* _Exercise objective_:
Please update the entries starting at the line that contains "Localize shade sail" and ending at the last line, replacing "fence post" with "fence picket" and leaving everything else unchanged. Return only those lines.

━━━━

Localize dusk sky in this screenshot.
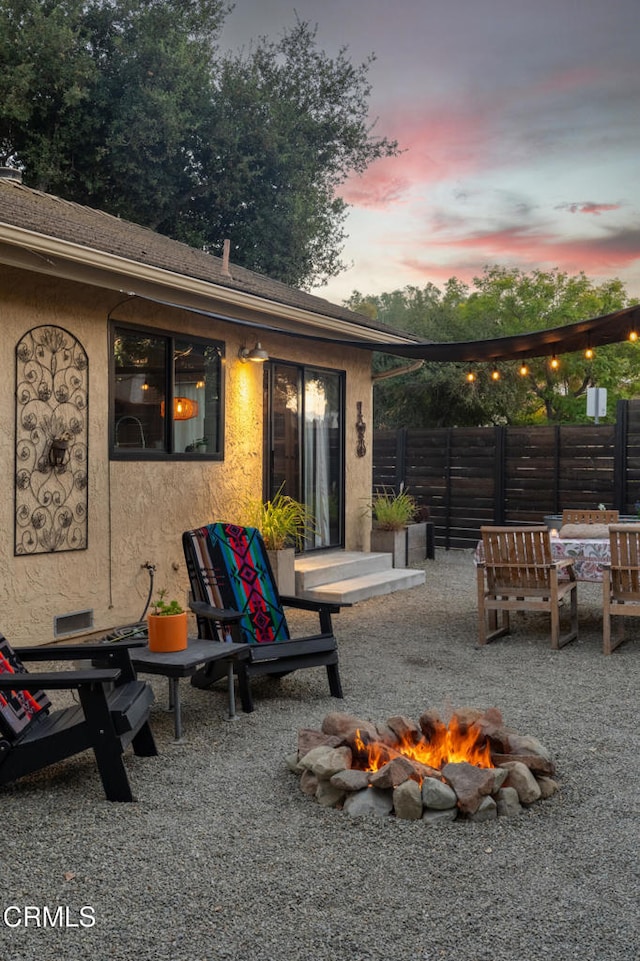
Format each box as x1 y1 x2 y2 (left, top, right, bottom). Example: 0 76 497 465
221 0 640 303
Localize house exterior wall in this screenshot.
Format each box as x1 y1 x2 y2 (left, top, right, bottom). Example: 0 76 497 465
0 267 372 646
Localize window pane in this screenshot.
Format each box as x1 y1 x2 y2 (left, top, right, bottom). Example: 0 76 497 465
114 329 167 451
304 368 342 547
173 340 222 454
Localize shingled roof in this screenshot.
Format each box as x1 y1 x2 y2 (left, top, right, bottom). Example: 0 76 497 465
0 177 400 340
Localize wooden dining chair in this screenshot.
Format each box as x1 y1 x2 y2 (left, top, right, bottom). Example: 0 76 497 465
602 524 640 654
562 508 620 524
477 527 578 650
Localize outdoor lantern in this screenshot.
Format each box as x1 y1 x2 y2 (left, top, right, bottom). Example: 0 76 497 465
49 437 69 471
160 397 198 420
238 340 269 364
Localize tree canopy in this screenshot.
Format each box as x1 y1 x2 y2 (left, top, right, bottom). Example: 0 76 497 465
0 0 397 287
349 266 640 427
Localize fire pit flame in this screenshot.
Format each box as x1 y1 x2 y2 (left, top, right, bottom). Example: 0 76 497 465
353 715 493 771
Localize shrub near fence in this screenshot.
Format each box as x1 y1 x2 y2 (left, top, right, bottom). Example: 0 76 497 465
373 401 640 548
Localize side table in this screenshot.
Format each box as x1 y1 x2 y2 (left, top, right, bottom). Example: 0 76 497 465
131 637 249 741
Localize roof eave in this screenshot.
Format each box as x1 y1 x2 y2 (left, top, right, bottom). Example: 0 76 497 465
0 223 415 348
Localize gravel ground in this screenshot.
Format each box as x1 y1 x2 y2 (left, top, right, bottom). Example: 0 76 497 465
0 550 640 961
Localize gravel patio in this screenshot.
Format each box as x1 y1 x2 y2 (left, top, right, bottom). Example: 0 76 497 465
0 550 640 961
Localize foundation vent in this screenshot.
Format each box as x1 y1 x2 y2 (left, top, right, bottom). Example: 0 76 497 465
53 608 93 637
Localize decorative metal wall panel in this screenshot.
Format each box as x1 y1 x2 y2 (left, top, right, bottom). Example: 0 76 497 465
15 326 89 555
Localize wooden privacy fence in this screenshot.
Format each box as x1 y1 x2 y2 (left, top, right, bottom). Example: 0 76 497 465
373 400 640 548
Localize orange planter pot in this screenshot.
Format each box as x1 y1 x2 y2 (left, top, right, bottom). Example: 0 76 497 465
147 611 187 654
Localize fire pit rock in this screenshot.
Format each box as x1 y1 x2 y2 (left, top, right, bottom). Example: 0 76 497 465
287 707 558 825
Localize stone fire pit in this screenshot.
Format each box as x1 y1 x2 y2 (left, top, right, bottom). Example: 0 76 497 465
287 707 558 824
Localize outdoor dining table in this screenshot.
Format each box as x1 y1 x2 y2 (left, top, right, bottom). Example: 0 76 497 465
474 534 611 582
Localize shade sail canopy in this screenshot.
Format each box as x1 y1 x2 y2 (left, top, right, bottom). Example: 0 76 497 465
342 304 640 363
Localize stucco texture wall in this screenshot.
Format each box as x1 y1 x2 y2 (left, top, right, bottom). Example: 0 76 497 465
0 267 372 646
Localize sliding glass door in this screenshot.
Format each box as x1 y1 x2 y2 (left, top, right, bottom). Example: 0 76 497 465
265 362 344 550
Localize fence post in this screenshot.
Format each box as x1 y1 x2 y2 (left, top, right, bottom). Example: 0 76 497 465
613 400 629 514
395 427 407 491
493 427 507 526
551 424 562 514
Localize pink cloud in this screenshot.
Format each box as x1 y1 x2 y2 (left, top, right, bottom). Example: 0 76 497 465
341 106 490 209
556 200 622 215
402 227 640 281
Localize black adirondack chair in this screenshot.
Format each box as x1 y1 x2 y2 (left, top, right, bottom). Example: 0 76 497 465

━━━━

* _Solution_:
Localize shade sail canopy in this screenshot.
Format each box as x1 y1 x2 y2 (left, top, right, bottom). Example: 0 76 497 465
342 304 640 363
Localize stucco texture wall in this screenshot.
Format each box as x1 y1 x2 y2 (left, top, right, bottom). Example: 0 76 497 465
0 267 372 646
Localize sliding glass door in this screenshot.
Format each box as x1 y1 x2 y2 (left, top, right, bottom). Example: 0 76 497 465
265 362 344 550
Localize fence picket in this screenshot.
Format each box as x1 y1 x2 y2 (left, top, right, bottom). Example: 0 76 497 465
613 400 629 514
395 427 407 491
493 427 507 526
551 424 562 514
Localize pink cloud in this screenshot.
Format each box as x1 y1 x2 y2 (left, top, right, bottom). Example: 0 76 497 465
341 106 490 209
556 200 622 215
402 227 640 281
Localize black adirondack chair in this screenshot.
Format each box as x1 y1 x2 y2 (left, top, right, bottom). Example: 0 76 497 465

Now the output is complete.